Copy only the records in the stretch from the line containing "Point out the car" through the line containing "[(510, 546), (712, 547)]", both ends included, with the requests kept in. Shift every pixel coordinate in the answers by -120, and leave the requests and their sample coordinates unchanged.

=== DATA EXCERPTS ===

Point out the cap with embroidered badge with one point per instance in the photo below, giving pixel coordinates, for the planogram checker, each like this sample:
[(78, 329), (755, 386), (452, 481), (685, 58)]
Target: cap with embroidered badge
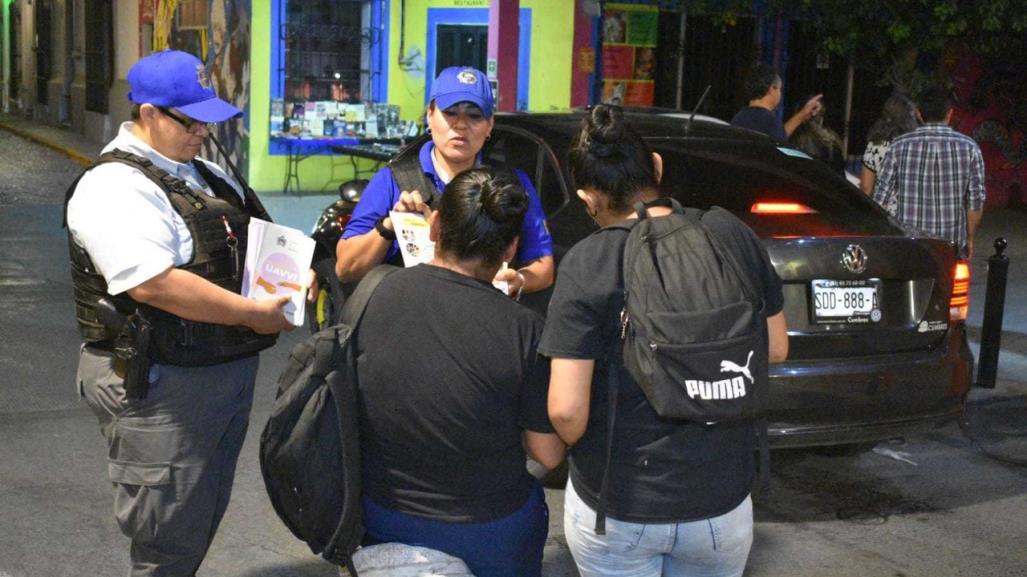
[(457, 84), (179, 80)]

===
=== DATA EXCERPTS ===

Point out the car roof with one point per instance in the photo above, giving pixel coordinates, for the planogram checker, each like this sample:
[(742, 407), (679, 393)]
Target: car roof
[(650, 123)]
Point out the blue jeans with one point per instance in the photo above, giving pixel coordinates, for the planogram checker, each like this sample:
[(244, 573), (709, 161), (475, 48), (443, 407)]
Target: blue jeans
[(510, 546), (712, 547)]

===

# [SOLUTION TO THE PROBLEM]
Point out the car roof with one point per instance in the photo above, giving pixel coordinates, for the planogram checker, each like this sample:
[(742, 407), (679, 393)]
Target: car roof
[(530, 3)]
Point out the blue jeans with one point per instance in the photo above, giving pixel coordinates, for the planogram checker, each like this sample:
[(244, 573), (709, 161), (475, 48), (443, 407)]
Target: blue jeans
[(390, 426), (592, 427)]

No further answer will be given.